*Your goal*: Copy out every line of the data below that contains the word "cross".
--- BEGIN The input ---
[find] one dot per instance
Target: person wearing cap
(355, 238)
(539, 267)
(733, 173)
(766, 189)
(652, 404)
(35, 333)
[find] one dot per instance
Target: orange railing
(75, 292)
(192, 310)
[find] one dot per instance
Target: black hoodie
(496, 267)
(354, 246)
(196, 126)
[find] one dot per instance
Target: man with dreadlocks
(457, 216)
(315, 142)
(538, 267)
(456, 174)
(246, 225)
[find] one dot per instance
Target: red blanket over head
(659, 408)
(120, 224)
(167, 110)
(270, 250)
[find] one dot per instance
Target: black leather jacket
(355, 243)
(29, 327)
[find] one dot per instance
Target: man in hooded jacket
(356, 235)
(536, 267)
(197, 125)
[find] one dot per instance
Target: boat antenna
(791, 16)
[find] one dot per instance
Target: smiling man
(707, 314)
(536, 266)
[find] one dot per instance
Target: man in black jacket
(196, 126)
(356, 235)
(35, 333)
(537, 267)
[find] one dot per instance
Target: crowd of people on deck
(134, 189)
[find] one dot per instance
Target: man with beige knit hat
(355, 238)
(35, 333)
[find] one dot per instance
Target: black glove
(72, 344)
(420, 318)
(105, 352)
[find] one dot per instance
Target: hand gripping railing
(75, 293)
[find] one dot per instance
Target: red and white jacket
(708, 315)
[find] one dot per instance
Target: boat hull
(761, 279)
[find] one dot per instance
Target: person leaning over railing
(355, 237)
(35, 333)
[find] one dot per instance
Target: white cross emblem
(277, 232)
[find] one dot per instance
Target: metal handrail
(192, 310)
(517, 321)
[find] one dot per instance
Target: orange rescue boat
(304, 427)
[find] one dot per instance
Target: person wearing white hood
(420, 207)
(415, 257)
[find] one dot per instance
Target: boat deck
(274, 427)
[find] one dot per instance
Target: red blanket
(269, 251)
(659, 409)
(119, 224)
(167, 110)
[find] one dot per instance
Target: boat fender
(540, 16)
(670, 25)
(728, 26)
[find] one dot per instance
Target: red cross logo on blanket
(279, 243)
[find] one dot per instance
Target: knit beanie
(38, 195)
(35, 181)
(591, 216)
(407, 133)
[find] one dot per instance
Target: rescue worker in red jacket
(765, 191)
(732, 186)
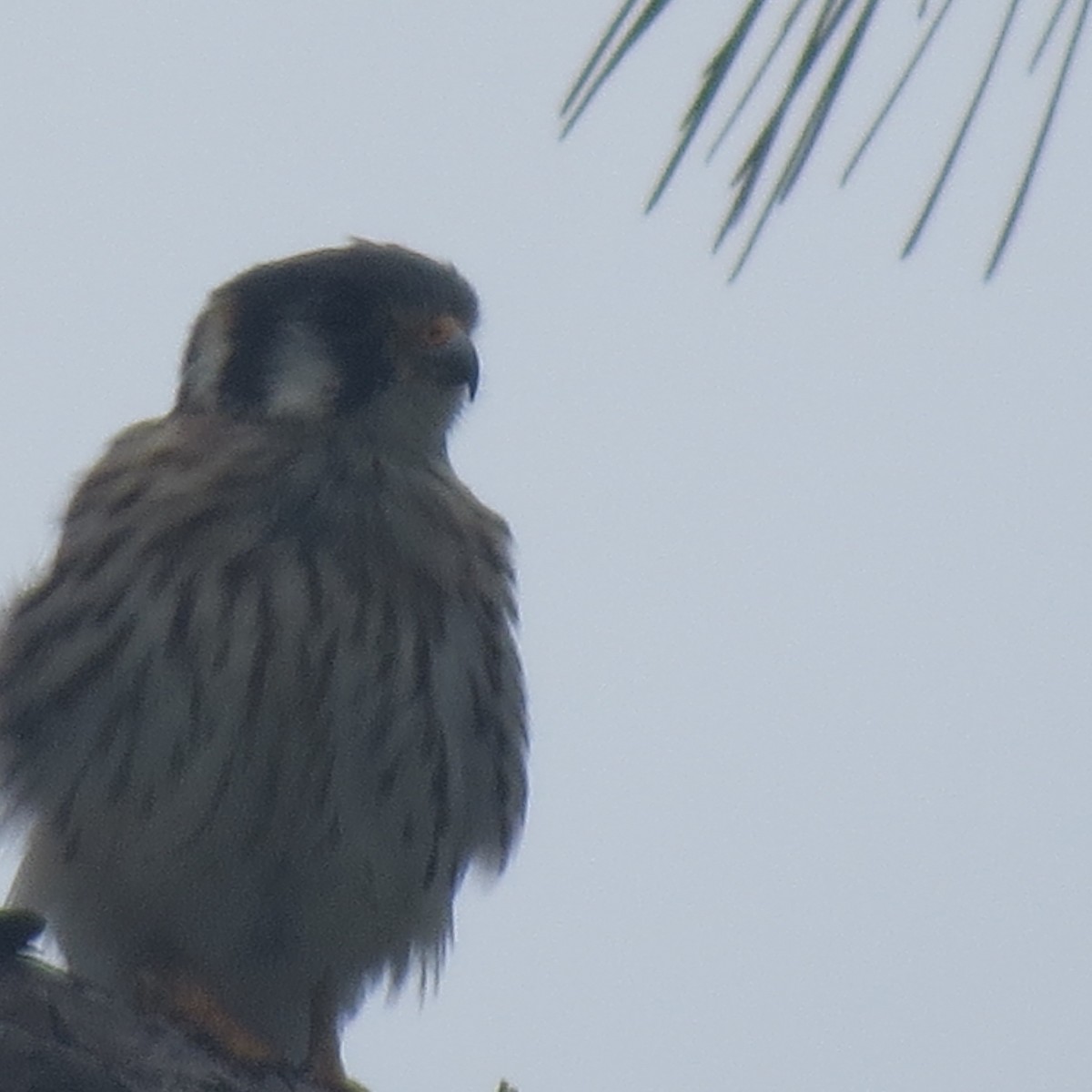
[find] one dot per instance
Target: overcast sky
(805, 561)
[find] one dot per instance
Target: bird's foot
(186, 1002)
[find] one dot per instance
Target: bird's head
(372, 334)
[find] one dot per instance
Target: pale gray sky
(805, 561)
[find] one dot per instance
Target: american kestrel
(265, 709)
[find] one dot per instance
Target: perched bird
(266, 708)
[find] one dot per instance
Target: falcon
(265, 709)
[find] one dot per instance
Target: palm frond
(825, 50)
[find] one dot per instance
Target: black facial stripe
(345, 298)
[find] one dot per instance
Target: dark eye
(440, 330)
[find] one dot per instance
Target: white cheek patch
(207, 356)
(303, 377)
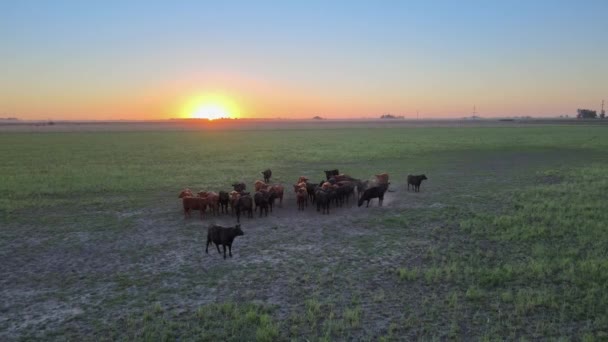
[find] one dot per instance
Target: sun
(210, 111)
(210, 107)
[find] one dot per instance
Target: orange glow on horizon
(209, 106)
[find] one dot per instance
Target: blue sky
(100, 59)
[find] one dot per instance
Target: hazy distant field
(506, 239)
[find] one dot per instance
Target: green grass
(543, 270)
(507, 240)
(47, 169)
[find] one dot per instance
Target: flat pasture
(506, 240)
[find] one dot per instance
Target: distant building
(586, 114)
(390, 116)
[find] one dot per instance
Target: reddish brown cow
(302, 198)
(259, 185)
(212, 200)
(278, 189)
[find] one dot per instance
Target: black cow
(311, 188)
(261, 201)
(330, 173)
(344, 191)
(322, 199)
(267, 174)
(223, 201)
(374, 192)
(222, 236)
(361, 187)
(239, 187)
(415, 182)
(244, 204)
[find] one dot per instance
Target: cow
(322, 199)
(344, 190)
(310, 189)
(244, 204)
(222, 236)
(302, 197)
(361, 187)
(382, 178)
(415, 182)
(279, 190)
(374, 192)
(259, 185)
(330, 173)
(267, 174)
(212, 199)
(224, 200)
(239, 187)
(261, 201)
(234, 198)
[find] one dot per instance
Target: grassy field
(506, 240)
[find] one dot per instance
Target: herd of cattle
(337, 189)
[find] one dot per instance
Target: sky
--- END The input ---
*Task output*:
Target: white cross emblem
Target: red cross logo on blanket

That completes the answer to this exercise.